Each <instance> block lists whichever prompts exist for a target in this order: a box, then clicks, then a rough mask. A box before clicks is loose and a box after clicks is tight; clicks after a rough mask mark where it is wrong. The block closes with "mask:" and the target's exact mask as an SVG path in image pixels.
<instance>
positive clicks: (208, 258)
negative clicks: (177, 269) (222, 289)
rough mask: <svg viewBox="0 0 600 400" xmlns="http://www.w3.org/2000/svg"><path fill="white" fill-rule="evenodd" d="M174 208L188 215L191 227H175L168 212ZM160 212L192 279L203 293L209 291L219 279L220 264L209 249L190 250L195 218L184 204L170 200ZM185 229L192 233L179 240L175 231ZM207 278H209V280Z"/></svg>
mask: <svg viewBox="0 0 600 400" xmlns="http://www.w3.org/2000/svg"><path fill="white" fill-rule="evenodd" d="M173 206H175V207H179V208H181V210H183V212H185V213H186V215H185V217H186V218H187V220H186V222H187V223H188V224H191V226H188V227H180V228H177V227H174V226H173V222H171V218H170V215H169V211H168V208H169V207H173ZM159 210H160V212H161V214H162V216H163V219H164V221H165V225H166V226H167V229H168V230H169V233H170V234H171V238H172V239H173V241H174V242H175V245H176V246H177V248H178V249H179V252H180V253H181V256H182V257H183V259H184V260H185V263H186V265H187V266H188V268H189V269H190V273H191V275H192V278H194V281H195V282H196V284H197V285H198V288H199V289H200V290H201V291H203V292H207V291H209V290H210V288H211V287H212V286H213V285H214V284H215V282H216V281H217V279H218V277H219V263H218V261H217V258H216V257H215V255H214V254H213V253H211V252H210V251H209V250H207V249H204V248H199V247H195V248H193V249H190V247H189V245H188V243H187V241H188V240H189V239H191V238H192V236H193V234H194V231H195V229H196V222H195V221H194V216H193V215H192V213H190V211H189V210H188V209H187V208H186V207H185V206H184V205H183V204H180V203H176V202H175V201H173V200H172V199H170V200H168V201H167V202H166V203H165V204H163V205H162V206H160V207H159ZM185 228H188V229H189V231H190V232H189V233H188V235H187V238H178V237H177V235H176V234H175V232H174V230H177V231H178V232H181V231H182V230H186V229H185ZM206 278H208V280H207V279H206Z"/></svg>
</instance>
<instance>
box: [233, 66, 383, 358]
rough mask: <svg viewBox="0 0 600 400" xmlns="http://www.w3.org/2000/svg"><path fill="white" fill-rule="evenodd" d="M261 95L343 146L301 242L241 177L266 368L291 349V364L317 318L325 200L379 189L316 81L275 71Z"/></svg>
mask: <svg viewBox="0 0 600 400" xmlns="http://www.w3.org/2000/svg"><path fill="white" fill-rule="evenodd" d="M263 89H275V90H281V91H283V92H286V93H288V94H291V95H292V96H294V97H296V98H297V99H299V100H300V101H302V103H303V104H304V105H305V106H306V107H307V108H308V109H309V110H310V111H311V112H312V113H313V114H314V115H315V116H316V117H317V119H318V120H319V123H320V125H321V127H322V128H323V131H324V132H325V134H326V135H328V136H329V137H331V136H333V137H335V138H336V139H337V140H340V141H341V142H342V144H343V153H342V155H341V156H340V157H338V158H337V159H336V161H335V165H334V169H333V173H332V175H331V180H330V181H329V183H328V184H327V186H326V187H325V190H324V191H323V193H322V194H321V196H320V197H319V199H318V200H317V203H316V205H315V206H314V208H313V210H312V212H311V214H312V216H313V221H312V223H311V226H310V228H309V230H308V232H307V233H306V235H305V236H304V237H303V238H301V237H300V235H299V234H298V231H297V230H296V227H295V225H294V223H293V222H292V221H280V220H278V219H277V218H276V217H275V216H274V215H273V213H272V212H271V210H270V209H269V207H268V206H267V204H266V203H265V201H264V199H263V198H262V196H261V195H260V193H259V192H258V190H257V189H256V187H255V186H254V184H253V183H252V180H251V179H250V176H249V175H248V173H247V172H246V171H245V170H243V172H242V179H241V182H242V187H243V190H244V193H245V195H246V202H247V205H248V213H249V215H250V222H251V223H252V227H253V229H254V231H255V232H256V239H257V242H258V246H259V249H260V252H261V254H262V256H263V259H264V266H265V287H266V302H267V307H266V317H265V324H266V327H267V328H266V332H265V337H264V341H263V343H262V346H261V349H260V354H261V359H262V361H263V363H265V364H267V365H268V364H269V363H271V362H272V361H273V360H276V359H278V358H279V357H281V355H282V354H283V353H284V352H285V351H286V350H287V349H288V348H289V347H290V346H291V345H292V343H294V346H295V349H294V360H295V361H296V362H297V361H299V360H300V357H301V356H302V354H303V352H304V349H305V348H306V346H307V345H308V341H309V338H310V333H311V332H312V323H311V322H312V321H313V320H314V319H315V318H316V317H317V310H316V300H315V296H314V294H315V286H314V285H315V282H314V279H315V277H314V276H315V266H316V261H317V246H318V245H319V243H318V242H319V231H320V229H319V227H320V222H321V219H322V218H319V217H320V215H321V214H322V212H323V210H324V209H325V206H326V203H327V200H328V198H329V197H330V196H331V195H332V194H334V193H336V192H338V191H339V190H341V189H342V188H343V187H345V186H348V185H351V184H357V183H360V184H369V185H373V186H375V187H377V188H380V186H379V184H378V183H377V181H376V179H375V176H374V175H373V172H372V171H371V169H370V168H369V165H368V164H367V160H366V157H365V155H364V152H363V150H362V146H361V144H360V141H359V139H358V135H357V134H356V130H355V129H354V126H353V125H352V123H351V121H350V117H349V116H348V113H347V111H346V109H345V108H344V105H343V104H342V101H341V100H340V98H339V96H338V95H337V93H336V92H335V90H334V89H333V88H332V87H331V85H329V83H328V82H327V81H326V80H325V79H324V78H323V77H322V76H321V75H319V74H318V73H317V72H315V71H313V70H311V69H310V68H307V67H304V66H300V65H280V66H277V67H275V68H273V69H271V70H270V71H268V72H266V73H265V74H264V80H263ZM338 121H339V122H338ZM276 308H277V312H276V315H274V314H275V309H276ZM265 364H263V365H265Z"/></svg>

--

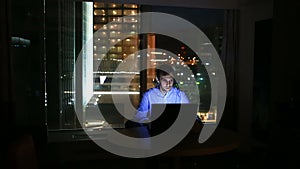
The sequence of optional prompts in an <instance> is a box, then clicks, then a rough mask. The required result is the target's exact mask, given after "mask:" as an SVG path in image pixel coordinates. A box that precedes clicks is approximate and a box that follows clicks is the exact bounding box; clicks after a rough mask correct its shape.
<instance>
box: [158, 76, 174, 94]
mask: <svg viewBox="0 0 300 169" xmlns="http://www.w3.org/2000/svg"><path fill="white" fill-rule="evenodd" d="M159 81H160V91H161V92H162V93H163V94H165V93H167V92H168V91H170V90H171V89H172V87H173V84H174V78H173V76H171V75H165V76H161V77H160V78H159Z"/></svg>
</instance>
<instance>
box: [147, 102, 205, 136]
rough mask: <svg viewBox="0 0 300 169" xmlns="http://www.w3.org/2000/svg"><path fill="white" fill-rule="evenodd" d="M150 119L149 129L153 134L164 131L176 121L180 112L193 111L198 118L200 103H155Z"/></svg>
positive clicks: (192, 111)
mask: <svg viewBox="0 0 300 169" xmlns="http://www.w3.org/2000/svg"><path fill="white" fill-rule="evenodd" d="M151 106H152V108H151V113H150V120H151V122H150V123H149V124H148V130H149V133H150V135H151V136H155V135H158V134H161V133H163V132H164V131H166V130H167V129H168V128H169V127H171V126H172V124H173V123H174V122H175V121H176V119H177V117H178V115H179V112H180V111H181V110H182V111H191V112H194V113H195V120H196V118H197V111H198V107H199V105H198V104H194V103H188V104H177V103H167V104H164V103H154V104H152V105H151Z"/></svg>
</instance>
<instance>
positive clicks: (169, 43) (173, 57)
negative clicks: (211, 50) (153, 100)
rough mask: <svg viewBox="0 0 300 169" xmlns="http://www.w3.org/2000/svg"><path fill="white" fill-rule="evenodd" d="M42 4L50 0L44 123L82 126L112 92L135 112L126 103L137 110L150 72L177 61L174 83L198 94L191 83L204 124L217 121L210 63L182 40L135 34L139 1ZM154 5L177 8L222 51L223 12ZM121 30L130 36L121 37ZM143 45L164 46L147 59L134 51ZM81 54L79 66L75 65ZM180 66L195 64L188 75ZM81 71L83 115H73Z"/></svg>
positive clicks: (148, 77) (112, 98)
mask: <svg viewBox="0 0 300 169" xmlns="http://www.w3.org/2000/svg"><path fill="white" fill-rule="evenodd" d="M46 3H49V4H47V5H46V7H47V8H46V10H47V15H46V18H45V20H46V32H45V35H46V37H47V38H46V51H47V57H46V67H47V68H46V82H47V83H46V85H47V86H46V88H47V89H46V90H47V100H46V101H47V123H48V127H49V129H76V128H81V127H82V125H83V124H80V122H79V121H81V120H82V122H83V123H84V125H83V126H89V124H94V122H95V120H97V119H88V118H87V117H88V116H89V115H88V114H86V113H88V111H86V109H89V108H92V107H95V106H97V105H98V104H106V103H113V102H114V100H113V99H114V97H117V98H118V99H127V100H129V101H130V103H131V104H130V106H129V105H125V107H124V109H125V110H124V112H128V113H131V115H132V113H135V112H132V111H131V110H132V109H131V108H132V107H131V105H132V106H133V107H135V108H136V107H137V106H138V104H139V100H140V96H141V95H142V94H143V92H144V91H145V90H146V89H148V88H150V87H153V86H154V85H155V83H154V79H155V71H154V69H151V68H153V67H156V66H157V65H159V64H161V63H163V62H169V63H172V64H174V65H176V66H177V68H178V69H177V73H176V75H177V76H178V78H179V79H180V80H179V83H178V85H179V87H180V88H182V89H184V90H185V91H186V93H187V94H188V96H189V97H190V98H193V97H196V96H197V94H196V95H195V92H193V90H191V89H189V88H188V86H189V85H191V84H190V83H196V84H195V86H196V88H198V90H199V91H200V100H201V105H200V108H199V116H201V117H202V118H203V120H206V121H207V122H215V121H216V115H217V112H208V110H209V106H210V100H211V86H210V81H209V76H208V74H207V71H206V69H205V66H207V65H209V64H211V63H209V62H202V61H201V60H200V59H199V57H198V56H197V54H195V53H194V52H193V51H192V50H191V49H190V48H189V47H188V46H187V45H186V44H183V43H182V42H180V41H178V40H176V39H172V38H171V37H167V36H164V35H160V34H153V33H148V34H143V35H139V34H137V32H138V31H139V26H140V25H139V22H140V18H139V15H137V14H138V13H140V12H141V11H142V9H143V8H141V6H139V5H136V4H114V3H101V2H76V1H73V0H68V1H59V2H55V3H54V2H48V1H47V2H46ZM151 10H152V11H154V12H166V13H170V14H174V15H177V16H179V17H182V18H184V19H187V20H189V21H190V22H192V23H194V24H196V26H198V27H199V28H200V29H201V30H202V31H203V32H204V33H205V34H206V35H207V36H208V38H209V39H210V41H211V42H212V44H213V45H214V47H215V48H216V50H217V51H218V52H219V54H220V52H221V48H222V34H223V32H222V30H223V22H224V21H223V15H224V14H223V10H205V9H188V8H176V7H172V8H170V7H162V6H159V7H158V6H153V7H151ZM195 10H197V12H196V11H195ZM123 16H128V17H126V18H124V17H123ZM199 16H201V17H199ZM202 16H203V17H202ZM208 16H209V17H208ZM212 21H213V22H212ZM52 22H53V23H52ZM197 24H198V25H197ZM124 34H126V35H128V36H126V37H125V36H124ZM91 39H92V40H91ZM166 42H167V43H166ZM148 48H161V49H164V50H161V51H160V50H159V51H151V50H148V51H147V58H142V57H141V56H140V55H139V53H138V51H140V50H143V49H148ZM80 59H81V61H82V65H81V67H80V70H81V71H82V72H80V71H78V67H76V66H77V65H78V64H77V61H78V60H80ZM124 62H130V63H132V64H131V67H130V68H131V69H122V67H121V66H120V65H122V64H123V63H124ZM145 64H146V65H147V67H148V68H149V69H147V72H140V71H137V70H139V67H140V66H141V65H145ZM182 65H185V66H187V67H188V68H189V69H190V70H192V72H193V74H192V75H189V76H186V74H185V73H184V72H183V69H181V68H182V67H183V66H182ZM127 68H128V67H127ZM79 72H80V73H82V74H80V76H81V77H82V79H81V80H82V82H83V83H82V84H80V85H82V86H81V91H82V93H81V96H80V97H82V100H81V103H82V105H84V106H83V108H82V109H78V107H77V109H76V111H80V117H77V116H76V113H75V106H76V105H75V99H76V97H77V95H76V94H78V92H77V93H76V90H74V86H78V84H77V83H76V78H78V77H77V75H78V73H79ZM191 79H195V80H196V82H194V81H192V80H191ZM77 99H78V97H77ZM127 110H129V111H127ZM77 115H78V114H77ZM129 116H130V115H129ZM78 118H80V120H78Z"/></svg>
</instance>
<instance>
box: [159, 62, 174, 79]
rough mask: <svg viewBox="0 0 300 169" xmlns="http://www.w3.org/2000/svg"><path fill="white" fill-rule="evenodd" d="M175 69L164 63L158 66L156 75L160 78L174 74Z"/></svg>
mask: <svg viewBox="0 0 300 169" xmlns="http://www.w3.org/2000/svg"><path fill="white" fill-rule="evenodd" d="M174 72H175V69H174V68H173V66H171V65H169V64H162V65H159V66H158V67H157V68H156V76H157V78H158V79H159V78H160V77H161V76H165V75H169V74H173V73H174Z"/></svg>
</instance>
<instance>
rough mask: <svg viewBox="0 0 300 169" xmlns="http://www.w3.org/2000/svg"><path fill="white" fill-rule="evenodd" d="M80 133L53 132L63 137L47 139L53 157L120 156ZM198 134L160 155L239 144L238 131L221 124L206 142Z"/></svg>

--

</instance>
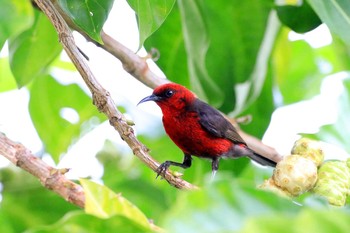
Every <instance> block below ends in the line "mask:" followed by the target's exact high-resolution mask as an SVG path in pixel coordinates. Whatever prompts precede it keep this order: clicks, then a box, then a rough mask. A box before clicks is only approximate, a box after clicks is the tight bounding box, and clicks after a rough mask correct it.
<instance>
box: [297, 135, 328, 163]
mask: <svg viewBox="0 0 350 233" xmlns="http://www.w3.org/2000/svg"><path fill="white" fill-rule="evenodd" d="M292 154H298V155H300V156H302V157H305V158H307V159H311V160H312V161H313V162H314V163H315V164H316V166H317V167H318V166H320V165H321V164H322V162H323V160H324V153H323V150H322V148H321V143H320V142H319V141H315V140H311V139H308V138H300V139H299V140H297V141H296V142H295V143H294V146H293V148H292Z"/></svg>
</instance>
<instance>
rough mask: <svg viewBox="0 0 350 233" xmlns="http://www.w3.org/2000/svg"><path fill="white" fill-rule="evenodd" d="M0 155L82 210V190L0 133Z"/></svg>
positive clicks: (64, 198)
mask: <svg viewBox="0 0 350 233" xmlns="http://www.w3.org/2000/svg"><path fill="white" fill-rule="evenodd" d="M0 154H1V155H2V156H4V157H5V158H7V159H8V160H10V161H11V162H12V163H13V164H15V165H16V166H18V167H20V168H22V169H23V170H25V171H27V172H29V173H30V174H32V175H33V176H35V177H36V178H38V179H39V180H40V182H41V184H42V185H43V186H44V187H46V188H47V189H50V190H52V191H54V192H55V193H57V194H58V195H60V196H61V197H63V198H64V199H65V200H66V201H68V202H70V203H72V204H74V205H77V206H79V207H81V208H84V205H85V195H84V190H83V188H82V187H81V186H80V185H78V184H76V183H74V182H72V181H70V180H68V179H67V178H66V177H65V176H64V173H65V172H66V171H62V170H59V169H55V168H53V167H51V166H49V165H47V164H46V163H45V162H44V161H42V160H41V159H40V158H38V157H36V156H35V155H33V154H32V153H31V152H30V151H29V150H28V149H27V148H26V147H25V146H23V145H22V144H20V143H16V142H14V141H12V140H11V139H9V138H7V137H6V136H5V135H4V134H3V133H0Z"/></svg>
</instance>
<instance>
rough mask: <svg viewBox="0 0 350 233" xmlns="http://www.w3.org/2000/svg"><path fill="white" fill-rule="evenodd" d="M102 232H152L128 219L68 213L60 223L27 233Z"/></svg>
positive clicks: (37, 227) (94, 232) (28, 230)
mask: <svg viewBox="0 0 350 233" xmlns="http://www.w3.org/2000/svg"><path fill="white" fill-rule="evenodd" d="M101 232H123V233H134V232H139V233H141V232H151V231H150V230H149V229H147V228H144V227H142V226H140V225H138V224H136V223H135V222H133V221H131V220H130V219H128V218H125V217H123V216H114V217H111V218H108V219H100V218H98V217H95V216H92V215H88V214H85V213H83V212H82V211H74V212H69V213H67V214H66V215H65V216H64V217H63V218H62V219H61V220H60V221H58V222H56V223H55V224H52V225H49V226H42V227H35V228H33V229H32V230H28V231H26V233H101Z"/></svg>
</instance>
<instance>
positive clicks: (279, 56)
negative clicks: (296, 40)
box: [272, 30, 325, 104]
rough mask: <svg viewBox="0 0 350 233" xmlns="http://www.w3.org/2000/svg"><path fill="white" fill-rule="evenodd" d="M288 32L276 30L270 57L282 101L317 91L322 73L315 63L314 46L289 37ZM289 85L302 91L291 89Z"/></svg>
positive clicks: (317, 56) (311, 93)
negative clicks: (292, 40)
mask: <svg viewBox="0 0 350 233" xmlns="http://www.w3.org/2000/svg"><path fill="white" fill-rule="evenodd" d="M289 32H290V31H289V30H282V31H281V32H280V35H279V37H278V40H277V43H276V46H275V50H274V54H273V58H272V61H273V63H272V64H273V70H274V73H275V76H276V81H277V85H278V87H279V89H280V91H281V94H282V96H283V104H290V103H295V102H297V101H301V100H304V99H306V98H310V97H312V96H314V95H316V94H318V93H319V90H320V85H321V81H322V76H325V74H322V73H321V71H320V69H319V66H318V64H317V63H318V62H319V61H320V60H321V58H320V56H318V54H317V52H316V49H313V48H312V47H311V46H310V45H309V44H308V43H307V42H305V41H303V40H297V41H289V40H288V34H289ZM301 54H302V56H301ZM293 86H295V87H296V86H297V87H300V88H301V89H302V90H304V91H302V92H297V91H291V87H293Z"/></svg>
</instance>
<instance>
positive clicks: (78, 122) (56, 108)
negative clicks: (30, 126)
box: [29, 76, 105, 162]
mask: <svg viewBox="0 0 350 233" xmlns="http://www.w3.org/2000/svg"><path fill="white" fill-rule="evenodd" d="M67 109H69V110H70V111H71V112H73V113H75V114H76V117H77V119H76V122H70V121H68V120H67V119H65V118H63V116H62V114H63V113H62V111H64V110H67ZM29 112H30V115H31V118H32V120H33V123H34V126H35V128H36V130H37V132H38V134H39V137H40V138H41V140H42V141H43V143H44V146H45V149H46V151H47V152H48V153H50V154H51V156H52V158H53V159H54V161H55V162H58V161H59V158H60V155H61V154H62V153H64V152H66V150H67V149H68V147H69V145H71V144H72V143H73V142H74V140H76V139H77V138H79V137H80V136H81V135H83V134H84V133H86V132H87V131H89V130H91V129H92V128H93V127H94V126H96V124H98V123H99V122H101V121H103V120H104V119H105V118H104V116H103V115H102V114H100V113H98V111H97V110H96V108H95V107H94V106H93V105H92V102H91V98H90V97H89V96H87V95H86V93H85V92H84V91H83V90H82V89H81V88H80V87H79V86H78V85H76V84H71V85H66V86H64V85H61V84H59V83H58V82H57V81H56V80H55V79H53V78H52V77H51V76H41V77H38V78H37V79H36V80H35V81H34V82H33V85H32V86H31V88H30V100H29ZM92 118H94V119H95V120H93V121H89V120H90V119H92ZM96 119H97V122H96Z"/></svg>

— EXERCISE PROMPT —
For the listing above, print only the lines starting at the line containing "box: [158, 76, 174, 94]" and ending at the line containing "box: [147, 102, 205, 136]", exactly, both included.

— RESULT —
box: [158, 76, 174, 94]
mask: <svg viewBox="0 0 300 169" xmlns="http://www.w3.org/2000/svg"><path fill="white" fill-rule="evenodd" d="M159 81H160V91H161V92H162V93H163V94H165V93H167V92H168V91H170V90H171V89H172V87H173V84H174V78H173V76H171V75H165V76H161V77H160V78H159Z"/></svg>
</instance>
<instance>
box: [147, 102, 205, 136]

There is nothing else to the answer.